## Task objective
Return every line in the listing below that contains the word "Each", matching case exactly.

-- begin Recorded data --

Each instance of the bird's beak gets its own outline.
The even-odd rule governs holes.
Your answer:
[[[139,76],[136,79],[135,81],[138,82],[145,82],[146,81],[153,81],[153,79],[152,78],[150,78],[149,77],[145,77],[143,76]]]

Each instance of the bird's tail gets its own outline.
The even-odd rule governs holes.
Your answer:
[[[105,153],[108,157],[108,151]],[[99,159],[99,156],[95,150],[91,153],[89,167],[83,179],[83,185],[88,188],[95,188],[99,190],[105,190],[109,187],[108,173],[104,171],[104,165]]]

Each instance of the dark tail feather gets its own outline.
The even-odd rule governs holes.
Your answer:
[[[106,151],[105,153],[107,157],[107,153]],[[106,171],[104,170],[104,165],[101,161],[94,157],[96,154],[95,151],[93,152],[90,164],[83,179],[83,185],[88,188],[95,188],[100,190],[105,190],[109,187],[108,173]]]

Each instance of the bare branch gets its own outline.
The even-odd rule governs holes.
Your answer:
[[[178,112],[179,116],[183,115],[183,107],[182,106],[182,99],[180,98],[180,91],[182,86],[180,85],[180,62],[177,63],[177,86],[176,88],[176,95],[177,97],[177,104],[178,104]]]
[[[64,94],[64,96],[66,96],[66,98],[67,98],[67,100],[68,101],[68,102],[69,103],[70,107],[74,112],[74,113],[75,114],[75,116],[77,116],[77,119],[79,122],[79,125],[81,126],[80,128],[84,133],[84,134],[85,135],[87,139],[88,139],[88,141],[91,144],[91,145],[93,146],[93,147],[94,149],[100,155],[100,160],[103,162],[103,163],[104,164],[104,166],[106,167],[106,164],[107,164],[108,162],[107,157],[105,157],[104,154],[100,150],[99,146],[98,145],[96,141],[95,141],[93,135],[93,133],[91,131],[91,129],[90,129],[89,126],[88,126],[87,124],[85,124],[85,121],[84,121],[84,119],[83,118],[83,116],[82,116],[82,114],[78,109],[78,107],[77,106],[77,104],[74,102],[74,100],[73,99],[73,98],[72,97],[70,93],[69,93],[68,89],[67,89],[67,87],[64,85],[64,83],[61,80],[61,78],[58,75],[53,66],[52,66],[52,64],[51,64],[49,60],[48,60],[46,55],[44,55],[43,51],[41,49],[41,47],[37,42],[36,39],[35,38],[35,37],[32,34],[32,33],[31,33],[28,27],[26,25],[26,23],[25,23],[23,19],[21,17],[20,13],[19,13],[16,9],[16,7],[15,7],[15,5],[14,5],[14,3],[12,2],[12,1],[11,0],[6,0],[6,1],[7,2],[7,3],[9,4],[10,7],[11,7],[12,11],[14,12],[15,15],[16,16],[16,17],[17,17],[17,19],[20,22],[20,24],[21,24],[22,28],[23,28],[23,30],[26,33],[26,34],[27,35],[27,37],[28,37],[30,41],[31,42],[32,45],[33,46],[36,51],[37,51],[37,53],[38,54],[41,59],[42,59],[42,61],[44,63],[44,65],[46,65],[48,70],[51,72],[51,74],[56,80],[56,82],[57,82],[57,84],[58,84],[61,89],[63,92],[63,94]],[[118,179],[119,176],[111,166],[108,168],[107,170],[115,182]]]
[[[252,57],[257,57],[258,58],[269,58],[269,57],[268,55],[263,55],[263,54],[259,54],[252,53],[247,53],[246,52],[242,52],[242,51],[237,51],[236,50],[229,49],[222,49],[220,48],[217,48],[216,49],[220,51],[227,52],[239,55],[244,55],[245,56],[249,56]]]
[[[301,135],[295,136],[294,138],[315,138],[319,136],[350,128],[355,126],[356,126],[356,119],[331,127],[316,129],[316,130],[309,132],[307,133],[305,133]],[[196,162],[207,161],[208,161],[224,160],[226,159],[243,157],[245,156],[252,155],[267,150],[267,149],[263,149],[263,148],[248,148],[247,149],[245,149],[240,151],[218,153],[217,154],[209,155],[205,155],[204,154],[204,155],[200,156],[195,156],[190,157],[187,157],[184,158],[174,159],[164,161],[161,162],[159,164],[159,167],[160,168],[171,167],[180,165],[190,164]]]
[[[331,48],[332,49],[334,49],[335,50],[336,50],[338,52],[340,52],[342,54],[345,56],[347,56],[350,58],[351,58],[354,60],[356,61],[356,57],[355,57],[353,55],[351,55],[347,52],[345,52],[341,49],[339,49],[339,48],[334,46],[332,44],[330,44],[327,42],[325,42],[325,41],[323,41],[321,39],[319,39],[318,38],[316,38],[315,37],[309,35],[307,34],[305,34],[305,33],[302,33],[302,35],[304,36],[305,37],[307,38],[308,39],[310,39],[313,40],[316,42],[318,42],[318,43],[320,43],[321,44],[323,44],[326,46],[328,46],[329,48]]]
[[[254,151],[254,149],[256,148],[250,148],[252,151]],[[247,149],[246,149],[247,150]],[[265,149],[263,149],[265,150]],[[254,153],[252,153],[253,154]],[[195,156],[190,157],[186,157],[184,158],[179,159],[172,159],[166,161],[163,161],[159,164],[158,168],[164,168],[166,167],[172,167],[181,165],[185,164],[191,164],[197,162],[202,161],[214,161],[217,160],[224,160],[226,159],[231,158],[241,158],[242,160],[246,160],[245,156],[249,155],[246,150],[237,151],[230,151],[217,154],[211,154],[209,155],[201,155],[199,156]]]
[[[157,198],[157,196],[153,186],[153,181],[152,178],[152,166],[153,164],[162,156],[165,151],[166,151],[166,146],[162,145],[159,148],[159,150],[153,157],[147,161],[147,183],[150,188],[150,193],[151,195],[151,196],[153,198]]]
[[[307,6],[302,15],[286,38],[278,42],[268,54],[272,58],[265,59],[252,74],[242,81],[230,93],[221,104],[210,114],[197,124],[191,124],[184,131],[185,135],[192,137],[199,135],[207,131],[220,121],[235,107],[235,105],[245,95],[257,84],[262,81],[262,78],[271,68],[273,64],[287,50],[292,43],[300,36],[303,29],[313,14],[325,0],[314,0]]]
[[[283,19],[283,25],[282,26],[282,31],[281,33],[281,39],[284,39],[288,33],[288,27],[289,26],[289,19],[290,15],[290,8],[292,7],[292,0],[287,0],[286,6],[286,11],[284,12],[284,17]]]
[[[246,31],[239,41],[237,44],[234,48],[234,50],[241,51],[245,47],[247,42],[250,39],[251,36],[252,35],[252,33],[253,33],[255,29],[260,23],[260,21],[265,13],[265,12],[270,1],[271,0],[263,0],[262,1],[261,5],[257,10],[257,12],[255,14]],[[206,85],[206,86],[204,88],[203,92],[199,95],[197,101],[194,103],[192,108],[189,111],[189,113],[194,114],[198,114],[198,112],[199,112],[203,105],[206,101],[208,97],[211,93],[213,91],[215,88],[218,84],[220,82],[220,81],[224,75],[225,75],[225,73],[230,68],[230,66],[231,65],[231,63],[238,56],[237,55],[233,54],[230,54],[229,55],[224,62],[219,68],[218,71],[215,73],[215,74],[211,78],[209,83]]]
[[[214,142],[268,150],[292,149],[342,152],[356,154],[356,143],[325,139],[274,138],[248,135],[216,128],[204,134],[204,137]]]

-- end Recorded data --
-- begin Recorded data --

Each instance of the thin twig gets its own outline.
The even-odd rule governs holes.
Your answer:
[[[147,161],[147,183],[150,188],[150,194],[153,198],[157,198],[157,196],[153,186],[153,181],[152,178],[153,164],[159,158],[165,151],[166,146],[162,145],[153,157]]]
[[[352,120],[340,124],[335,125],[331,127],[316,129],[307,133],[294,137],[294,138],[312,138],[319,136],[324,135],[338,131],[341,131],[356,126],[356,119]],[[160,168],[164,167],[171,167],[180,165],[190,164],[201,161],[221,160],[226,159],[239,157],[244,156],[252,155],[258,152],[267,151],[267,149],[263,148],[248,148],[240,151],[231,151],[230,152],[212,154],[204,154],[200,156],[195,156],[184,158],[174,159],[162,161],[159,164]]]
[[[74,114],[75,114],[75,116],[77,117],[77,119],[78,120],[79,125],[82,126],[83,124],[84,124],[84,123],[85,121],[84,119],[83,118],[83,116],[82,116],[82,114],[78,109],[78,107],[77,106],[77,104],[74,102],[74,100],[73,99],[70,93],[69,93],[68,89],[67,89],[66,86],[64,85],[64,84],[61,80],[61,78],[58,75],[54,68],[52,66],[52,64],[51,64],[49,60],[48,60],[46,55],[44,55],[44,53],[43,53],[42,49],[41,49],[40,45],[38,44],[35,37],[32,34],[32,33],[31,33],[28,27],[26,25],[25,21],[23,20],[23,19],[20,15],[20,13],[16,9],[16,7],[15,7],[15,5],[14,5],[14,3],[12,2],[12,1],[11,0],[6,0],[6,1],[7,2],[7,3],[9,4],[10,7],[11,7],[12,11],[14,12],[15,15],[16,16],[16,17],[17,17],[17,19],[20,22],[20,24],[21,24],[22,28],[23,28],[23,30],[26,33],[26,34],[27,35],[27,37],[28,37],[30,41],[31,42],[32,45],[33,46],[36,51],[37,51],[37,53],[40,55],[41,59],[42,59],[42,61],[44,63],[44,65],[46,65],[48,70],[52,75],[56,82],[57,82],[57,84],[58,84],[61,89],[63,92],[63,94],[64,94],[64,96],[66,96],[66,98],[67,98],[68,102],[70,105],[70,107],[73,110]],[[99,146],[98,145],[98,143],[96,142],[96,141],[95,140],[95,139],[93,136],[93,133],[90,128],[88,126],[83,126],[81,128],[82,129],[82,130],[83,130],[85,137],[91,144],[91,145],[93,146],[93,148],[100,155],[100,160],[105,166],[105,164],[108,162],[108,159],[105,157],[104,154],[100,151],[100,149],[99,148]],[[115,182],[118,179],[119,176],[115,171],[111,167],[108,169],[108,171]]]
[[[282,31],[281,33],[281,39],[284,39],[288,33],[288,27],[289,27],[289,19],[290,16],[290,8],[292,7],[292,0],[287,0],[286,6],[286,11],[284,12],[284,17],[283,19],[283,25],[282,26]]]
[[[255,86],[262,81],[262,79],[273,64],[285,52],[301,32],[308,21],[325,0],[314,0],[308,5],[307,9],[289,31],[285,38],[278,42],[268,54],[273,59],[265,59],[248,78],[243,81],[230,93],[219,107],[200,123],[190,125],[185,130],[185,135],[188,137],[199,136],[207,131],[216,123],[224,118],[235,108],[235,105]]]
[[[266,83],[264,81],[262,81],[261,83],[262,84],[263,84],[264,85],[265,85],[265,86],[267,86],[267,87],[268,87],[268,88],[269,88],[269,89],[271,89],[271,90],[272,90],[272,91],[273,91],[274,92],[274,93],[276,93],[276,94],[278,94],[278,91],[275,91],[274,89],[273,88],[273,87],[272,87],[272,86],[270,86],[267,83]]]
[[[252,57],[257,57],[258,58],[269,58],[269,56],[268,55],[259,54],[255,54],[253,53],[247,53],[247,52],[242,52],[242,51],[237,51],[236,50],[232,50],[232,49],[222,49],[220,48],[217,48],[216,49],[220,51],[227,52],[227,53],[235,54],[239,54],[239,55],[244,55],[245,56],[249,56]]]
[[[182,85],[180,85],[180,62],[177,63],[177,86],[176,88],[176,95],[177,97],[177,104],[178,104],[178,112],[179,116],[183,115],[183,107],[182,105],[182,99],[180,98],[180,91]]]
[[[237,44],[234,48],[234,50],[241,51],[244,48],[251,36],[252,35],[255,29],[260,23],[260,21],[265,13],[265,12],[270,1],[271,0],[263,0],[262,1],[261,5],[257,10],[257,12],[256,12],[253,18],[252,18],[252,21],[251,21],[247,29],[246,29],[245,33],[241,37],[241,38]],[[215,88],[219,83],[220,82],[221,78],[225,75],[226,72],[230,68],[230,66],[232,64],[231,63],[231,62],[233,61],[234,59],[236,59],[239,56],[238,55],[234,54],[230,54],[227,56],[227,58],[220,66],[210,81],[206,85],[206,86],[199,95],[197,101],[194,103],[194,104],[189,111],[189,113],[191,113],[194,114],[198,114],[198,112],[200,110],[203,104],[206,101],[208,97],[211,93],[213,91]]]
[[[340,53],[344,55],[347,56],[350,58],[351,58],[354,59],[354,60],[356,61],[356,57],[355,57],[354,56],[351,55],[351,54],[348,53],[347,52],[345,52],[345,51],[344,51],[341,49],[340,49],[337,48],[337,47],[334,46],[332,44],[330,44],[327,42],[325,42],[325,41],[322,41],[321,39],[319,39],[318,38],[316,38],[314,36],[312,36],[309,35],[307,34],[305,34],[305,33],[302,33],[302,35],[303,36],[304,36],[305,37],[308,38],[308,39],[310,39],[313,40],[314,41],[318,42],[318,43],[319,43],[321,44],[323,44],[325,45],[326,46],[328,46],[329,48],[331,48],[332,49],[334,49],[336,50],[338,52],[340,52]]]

-- end Recorded data --

## Solution to the exercise
Each instance of the bird's beak gets its own outline.
Each instance of the bird's tail gets its own outline.
Each instance of the dark tail feather gets its own outline.
Each instance of the bare branch gets its own outline.
Each instance of the thin twig gets its own outline.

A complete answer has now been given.